**Extrait choisi**
****

Elle est une belle femme mais ne le sait pas encore. Elle contemple son corps décharné dans la pénombre de son miroir mais n’y trouve aucun réconfort. Sa situation, celle d’une secrétaire exploitée dans une agence immobilière fait d’un microcosme masculin dominant, rend sa vie morne et solitaire. Comme sa meilleure amie, elle aussi voudrait avoir une vie de couple, ou un simple coup du soir, « un bout de viande » pour se laisser aller. A cause de son handicap (sa surdité), elle s’ostracise du bruit environnant mais lit sur les lèvres les moqueries de ses collèges. Pris de fatigue et de solitude, elle va employer Paul, tout juste sorti de prison pour vol aggravé et recel.

****

**Bloc de données**

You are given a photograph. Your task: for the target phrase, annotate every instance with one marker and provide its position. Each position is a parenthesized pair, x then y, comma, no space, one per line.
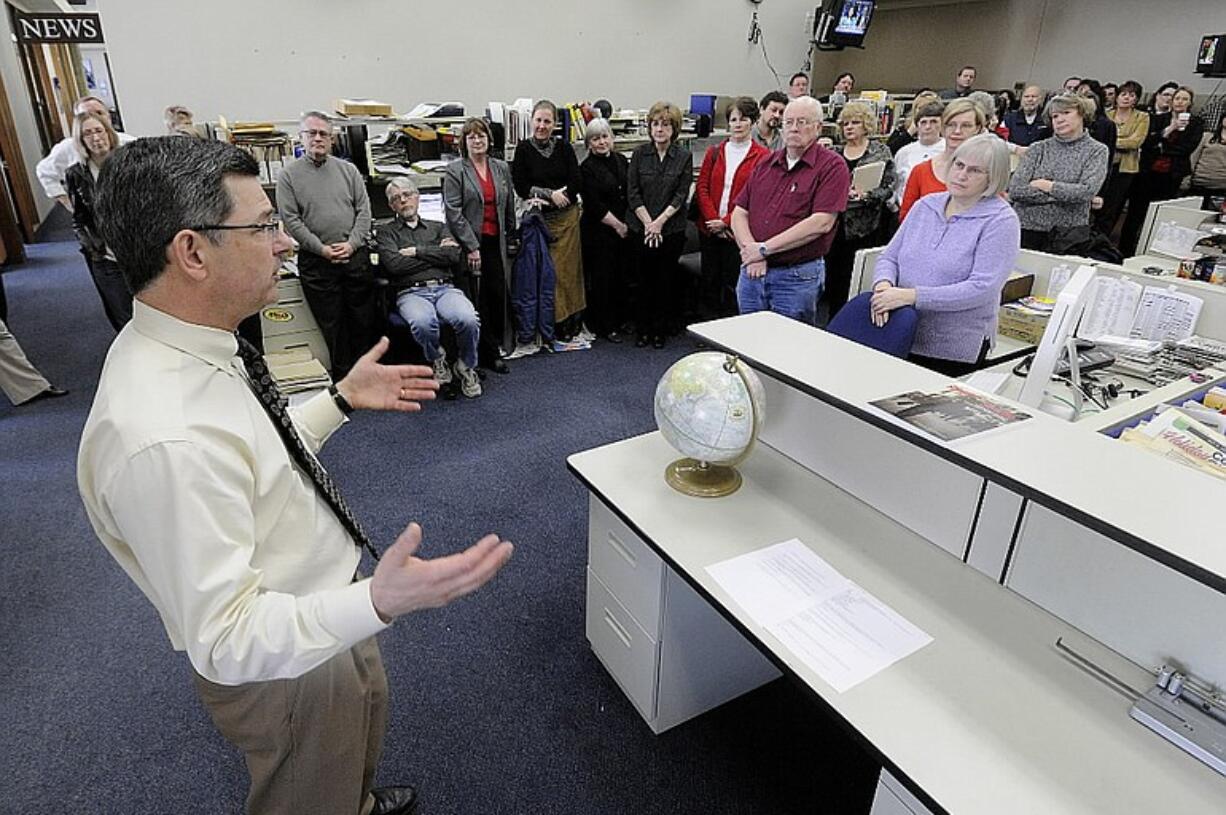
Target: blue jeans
(791,291)
(422,308)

****

Dans l'extrait choisi, relevez toutes les expressions qui nomment ce que la secrétaire voudrait avoir, selon la phrase qui commence par « Comme sa meilleure amie ». Les lignes n'interviennent d'aucune façon ici.

**Corrigé**
une vie de couple
un simple coup du soir
« un bout de viande »